Leave out the pictures and reproduce all of the data exactly.

--- Start ---

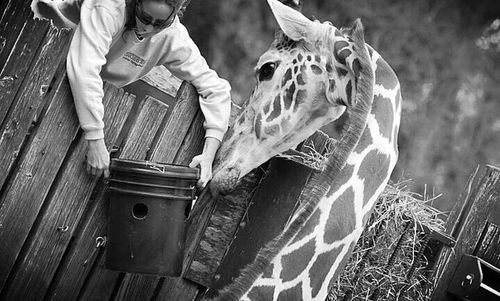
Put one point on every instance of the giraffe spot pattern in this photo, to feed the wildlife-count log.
(261, 293)
(268, 272)
(384, 114)
(337, 47)
(288, 97)
(309, 226)
(320, 269)
(258, 125)
(300, 80)
(344, 176)
(373, 170)
(299, 99)
(276, 109)
(343, 54)
(341, 72)
(267, 107)
(356, 67)
(286, 124)
(341, 220)
(331, 85)
(385, 76)
(316, 70)
(294, 263)
(365, 141)
(271, 130)
(294, 293)
(329, 68)
(287, 77)
(348, 91)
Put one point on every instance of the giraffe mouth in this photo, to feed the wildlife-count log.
(225, 180)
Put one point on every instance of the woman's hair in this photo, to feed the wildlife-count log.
(178, 5)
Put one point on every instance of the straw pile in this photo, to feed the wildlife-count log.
(389, 263)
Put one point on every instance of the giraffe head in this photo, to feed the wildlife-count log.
(305, 80)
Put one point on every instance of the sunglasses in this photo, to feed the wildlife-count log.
(147, 19)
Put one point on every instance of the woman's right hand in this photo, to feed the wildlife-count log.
(97, 158)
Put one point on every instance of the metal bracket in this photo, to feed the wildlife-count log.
(475, 279)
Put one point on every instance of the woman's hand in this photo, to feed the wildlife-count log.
(205, 161)
(97, 158)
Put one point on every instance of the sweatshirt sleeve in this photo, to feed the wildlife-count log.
(184, 60)
(87, 54)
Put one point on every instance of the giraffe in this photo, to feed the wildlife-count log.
(312, 74)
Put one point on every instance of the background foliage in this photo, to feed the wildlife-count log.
(446, 54)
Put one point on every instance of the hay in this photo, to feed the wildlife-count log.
(389, 262)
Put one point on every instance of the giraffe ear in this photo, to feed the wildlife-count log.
(293, 24)
(357, 63)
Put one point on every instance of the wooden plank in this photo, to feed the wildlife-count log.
(14, 16)
(186, 143)
(178, 124)
(216, 228)
(276, 196)
(160, 78)
(65, 206)
(30, 99)
(489, 247)
(15, 69)
(177, 289)
(136, 146)
(482, 202)
(24, 196)
(208, 253)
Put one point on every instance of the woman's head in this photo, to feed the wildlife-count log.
(152, 16)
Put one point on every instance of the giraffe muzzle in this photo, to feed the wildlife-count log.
(225, 181)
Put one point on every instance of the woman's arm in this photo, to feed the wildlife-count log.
(87, 54)
(184, 60)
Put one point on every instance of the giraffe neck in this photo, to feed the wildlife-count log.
(306, 268)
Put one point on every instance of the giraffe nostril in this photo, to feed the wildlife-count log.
(225, 181)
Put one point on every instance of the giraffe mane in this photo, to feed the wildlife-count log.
(310, 198)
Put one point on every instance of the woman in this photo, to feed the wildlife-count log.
(119, 41)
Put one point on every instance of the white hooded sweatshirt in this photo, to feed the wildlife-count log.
(102, 49)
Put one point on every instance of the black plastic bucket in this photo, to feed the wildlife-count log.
(148, 207)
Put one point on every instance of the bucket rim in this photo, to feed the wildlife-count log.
(168, 170)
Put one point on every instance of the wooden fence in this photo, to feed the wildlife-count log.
(53, 215)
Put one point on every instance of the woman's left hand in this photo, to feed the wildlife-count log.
(205, 161)
(205, 169)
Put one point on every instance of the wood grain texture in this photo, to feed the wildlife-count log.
(65, 206)
(216, 228)
(136, 146)
(174, 132)
(15, 69)
(469, 231)
(216, 231)
(30, 100)
(489, 247)
(25, 195)
(15, 14)
(160, 78)
(186, 143)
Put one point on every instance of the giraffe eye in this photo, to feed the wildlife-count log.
(266, 71)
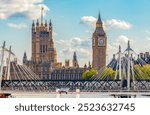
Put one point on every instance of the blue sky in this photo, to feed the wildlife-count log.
(73, 24)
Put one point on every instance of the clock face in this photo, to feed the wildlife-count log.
(93, 41)
(101, 42)
(43, 34)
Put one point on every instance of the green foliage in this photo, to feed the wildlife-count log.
(142, 72)
(108, 73)
(88, 74)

--- End ---

ANSWER TO THE TASK:
Put one point on every instance of the giraffe spot pattern in this photo, to feed the wildlife-count log.
(261, 293)
(268, 272)
(384, 114)
(337, 47)
(288, 97)
(309, 226)
(320, 269)
(258, 125)
(300, 80)
(344, 176)
(373, 170)
(299, 99)
(276, 109)
(343, 54)
(341, 72)
(267, 107)
(356, 67)
(286, 124)
(341, 220)
(331, 85)
(385, 76)
(316, 70)
(294, 263)
(365, 141)
(271, 130)
(294, 293)
(329, 68)
(287, 77)
(348, 91)
Put one point on every instance of the giraffe mouth in this photo, to feed the wildlife-count log.
(225, 180)
Put one point on every instance of the woman's hair in this photo, to feed the wildlife-count log.
(178, 5)
Put one point on every instance of the straw pile in this photo, to feed the wildlife-count log.
(389, 263)
Put one point on every instance of the giraffe head in this photo, to feed the wildlife-count log.
(305, 80)
Put one point on every instance of the sunglasses in this photo, to feed the wildlife-count log.
(147, 19)
Put one point on every instance of the woman's right hand in this photo, to feed the wildlife-count log.
(97, 158)
Put one point on every instance of the metal bracket in this photo, to feed the wildlife-count log.
(475, 279)
Put one point on every instance of the woman's hand in this photo, to feed the wildlife-count log.
(205, 161)
(97, 158)
Put one point on every instance of the sweatshirt sleeve in this photo, to feed the wildlife-count log.
(184, 60)
(87, 54)
Put one point on every instance of the giraffe in this photo, to feed the wildlife-count log.
(312, 74)
Put one point on every instance of the background foliage in this photo, to feed the wildlife-count log.
(446, 54)
Put one point on every instance of the hay in this photo, to feed the wildlife-count log.
(389, 262)
Put one point on every instance of the giraffe ear in this photo, to feed the wildlife-count log.
(293, 24)
(357, 63)
Put one point on every instance of the wooden plank in this photo, to feed the wildlife-count log.
(14, 16)
(186, 143)
(178, 124)
(216, 228)
(276, 196)
(160, 78)
(65, 206)
(30, 99)
(489, 247)
(15, 69)
(177, 289)
(136, 146)
(482, 202)
(24, 196)
(208, 253)
Put one point on every instance of the woman's head in this photo, to feed the wildlife-count log.
(152, 16)
Put one point on every instance of the giraffe muzzle in this photo, to feed the wildlife-count log.
(225, 181)
Put one point on every instance of the woman's arm in this photo, to feed the wildlife-count log.
(87, 54)
(184, 60)
Put one point on every instance of the giraffe neck in this photo, to feed the wildlife-count log.
(306, 268)
Put one point on every instance of the giraffe nostril in this photo, to feed the wildlife-count log.
(225, 181)
Put one point on every instance of the giraffe mane in this photo, to feed the wildlife-count log.
(310, 198)
Put one point on every instance of the woman in this photo, to feed the wildlife-count log.
(119, 41)
Put one point on every instance of the white hooded sweatshirt in this photo, to feed the wildlife-count log.
(102, 49)
Put one point on every instance of the black plastic bucket in this photo, to feed the wildlife-count log.
(148, 207)
Put one point on every instance of the bucket rim in this photo, to feed the wildlife-count log.
(168, 170)
Put one point on every instance of the wooden fence in this photo, to feed the wildlife-count log.
(53, 215)
Put one point on every instance of the woman's left hand in this photo, to feed the wildlife-count log.
(205, 161)
(205, 169)
Put one point on every instance of the wood grain texture in this photo, to feed the wildlife-count log.
(65, 206)
(216, 228)
(136, 146)
(174, 132)
(15, 69)
(469, 231)
(216, 231)
(30, 100)
(489, 247)
(25, 195)
(15, 14)
(160, 78)
(186, 143)
Put one point on every instance of the giraffe eye in this photo, to feed the wildlife-count log.
(266, 71)
Put one point on every instance of the blue sky in this photo, to feed the wildlife-count log.
(73, 24)
Put one point on every instance of the clock face in this photo, to feed the wildlife-count log.
(93, 41)
(101, 42)
(43, 34)
Put one point on every instance of the green foliage in this photo, to feed the wildlife-count log.
(142, 72)
(108, 73)
(88, 74)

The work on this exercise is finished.